Start of Block
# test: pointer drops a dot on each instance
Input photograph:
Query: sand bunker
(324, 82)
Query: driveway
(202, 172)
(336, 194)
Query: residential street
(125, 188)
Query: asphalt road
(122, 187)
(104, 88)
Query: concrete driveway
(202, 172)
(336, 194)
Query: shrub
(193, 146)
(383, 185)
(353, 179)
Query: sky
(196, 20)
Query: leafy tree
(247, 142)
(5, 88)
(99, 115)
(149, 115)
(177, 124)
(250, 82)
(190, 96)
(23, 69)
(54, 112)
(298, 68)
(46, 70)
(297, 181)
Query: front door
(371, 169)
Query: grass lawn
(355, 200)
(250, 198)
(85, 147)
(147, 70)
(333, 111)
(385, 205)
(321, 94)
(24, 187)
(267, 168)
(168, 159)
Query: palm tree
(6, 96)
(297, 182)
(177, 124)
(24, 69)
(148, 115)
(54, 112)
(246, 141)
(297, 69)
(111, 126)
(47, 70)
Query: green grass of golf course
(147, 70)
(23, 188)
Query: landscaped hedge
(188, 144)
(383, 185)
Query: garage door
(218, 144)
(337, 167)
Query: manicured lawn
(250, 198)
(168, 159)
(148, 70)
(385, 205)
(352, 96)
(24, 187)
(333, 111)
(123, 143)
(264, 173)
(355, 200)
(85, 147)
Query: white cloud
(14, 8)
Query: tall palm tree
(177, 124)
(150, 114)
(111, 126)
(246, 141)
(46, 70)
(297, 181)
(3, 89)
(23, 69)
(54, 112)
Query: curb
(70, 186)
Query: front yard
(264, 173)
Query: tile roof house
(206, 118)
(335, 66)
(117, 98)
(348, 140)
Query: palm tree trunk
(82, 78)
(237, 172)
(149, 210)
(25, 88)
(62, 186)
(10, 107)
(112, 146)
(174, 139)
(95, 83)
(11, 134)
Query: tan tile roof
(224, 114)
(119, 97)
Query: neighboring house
End of Block
• _WHAT YOU ARE ASKED TO DO_
Give back exactly the lines that run from the line with "Query: tile roof house" through the close of the material, counting both ends, and nothing more.

• _EXERCISE OUTPUT_
Query: tile roof house
(206, 118)
(335, 66)
(117, 98)
(348, 140)
Query: palm tree trunk
(82, 78)
(237, 172)
(149, 210)
(25, 88)
(62, 186)
(10, 107)
(112, 146)
(174, 139)
(95, 83)
(11, 134)
Query: tan tile roof
(224, 114)
(119, 97)
Query: neighboring house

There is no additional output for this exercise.